=== Begin Enclosure ===
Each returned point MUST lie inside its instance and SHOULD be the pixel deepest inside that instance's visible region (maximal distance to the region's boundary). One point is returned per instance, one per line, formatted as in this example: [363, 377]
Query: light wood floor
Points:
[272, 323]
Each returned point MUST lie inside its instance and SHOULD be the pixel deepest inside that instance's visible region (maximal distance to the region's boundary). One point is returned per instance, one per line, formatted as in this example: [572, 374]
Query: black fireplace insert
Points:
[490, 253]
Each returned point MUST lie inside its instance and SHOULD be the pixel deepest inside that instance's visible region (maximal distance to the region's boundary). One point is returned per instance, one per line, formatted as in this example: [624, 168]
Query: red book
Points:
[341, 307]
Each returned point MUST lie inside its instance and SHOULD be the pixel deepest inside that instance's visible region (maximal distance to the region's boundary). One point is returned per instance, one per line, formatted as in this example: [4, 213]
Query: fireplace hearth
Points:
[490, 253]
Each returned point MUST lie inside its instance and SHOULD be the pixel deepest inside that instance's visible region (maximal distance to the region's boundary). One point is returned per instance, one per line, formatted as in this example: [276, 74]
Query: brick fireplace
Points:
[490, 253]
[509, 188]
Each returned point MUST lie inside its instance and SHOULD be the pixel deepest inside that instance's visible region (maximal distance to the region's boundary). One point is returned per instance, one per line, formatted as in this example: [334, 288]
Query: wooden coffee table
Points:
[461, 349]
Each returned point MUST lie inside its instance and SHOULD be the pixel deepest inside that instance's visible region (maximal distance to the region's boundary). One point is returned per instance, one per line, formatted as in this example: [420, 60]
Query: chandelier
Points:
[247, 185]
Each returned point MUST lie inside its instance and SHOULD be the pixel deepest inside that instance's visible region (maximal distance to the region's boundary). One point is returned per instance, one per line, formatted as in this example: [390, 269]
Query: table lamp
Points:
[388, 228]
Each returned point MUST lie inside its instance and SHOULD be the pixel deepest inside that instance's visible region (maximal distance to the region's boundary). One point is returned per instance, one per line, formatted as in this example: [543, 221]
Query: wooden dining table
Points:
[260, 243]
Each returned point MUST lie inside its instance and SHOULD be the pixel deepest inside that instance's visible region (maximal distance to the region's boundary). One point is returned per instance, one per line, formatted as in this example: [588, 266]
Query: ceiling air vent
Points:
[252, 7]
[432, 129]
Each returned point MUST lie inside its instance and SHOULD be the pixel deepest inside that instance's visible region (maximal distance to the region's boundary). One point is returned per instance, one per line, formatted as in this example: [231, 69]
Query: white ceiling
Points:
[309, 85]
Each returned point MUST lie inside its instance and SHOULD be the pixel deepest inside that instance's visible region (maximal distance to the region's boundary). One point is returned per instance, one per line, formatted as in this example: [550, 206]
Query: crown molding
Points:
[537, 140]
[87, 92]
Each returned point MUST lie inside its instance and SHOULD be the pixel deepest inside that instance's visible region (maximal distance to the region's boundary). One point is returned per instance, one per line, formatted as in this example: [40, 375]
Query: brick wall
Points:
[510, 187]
=== End Enclosure ===
TRY IT:
Copy all of the data. Keep every word exactly as it is.

WRITTEN ANSWER:
Each returned point MUST lie inside its instance and SHOULD be the pixel deepest inside that instance's visible region (maximal distance to the region's boundary). One point is returned per instance, one per line, formatted as in this example: [363, 377]
Query: light wood floor
Points:
[272, 323]
Each returned point MUST lie inside its instance and SHOULD be the pixel deepest inside that instance's visible region (maximal distance to the region's boundary). One point is returned per instance, one per line, formatted as in this example: [572, 374]
Query: black fireplace insert
Points:
[490, 253]
Each returned point MUST lie inside its instance and SHOULD be the pixel deepest inside that instance's visible region (maximal distance to the region's boundary). One point is returned per instance, one per line, formatted as in this example: [624, 168]
Query: red book
Points:
[341, 307]
Each returned point MUST lie inside its instance and SHOULD be the pixel deepest inside that instance's visible region (maximal distance to the region's boundary). One point is returned per instance, one per line, formatted as in this example: [4, 213]
Query: fireplace hearth
Points:
[490, 253]
Each returned point MUST lie inside its instance and SHOULD be the pixel deepest inside that instance's visible region (maximal distance to the region's boundary). One point is returned per instance, one per line, formatted as in this example: [276, 74]
Query: brick fireplace
Points:
[490, 253]
[509, 188]
Each returned point MUST lie inside its instance and SHOULD be the pixel deepest inside that instance's visible region (maximal distance to the region's boundary). One point is returned per instance, one per line, formatted as in this example: [334, 288]
Query: wooden coffee table
Points:
[461, 349]
Each returned point MUST lie inside its instance and SHOULD be the pixel deepest inside that instance's visible region (maximal distance to the region's boundary). One point is returned per instance, one per line, formatted as in this example: [420, 60]
Query: chandelier
Points:
[247, 185]
Each returned point MUST lie inside its instance and SHOULD be the pixel deepest inside that instance's visible region (maximal distance to the region's boundary). One point is returned per instance, one per line, formatted as in this example: [390, 269]
Query: table lamp
Points:
[388, 228]
Each returned point MUST lie inside its instance and SHOULD be the pixel deepest inside that instance's visible region (maximal distance to the region's boundary). One point is returned per instance, one per line, formatted as in this example: [543, 221]
Query: wooden dining table
Points:
[260, 243]
Each returned point MUST lie inside its instance and SHOULD be the pixel deepest inside that instance's visible region (maximal distance to the region's boundary). One point is returned per instance, one per line, formatted as in this example: [588, 266]
Query: ceiling air vent
Points:
[252, 7]
[432, 129]
Each returned point MUST lie inside its instance and SHOULD be the pixel deepest inside that instance's visible region (maximal distance to the region's boundary). One point is returned per instance, one per line, formatted as in this example: [231, 69]
Query: white ceiling
Points:
[309, 85]
Each returned point MUST lie inside its instance and SHOULD be the pixel deepest inside that instance's visible region (maximal distance to the region's boundary). One point is returned per instance, one per line, formatted as in this example: [550, 206]
Query: crown molding
Points:
[537, 140]
[87, 92]
Each returned point MUST lie inside its instance and SHOULD be the pixel deepest inside that instance's visible region (maximal distance to the region's boundary). One point is returned per instance, one per line, formatted as in this example: [40, 375]
Query: brick wall
Points:
[510, 187]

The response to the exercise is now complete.